-- Enunciado del ejercicio --
Reproduce de forma íntegra y sin ningún cambio el texto sobre el caso de María y los servicios sociales.

----- Texto del ejercicio

Con frecuencia, aparecen noticias sobre ancianos y/o personas vulnerables que aparecen muertos en sus domicilios o en situaciones absolutamente deplorables. Y en la gran mayoría de esos sucesos una pregunta sobrevuela. ¿porqué los servicios sociales no habían protegido a estas personas?
En su lugar, os voy a contar un caso que me sucedió hace ya unos cuantos años y os dejo las reflexiones al respecto a vosotros.
Andaba yo por aquel entonces intentando implantar en un municipio pequeño el Servicio de Ayuda a Domicilio y el Servicio de Teleasistencia.
Tras unas cuantas visitas y algo de tiempo había convencido a María (la llamaremos así), una anciana con algunas limitaciones físicas que le hacían deambular con dificultad y le coartaban su autonomía para algunas actividades, para que solicitase ambos servicios.
Aunque María era independiente, reacia a pedir ayuda, aceptó. Así que consintió que una auxiliar acudiese a su domicilio martes y jueves, para ayudarle con algunas tareas y al mismo tiempo que se le pusiese ese aparato que debía llevar colgado del cuello y que llamábamos teleasistencia.
Todo fue bien durante un tiempo.

----------
----- Datos

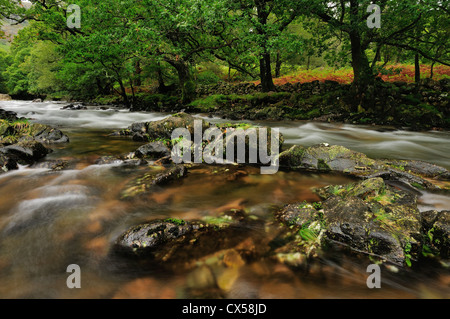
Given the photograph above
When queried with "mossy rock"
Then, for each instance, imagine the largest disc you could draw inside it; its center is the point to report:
(174, 243)
(25, 152)
(368, 217)
(324, 157)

----------

-- Resultado de la tarea --
Con frecuencia, aparecen noticias sobre ancianos y/o personas vulnerables que aparecen muertos en sus domicilios o en situaciones absolutamente deplorables. Y en la gran mayoría de esos sucesos una pregunta sobrevuela. ¿porqué los servicios sociales no habían protegido a estas personas?
En su lugar, os voy a contar un caso que me sucedió hace ya unos cuantos años y os dejo las reflexiones al respecto a vosotros.
Andaba yo por aquel entonces intentando implantar en un municipio pequeño el Servicio de Ayuda a Domicilio y el Servicio de Teleasistencia.
Tras unas cuantas visitas y algo de tiempo había convencido a María (la llamaremos así), una anciana con algunas limitaciones físicas que le hacían deambular con dificultad y le coartaban su autonomía para algunas actividades, para que solicitase ambos servicios.
Aunque María era independiente, reacia a pedir ayuda, aceptó. Así que consintió que una auxiliar acudiese a su domicilio martes y jueves, para ayudarle con algunas tareas y al mismo tiempo que se le pusiese ese aparato que debía llevar colgado del cuello y que llamábamos teleasistencia.
Todo fue bien durante un tiempo.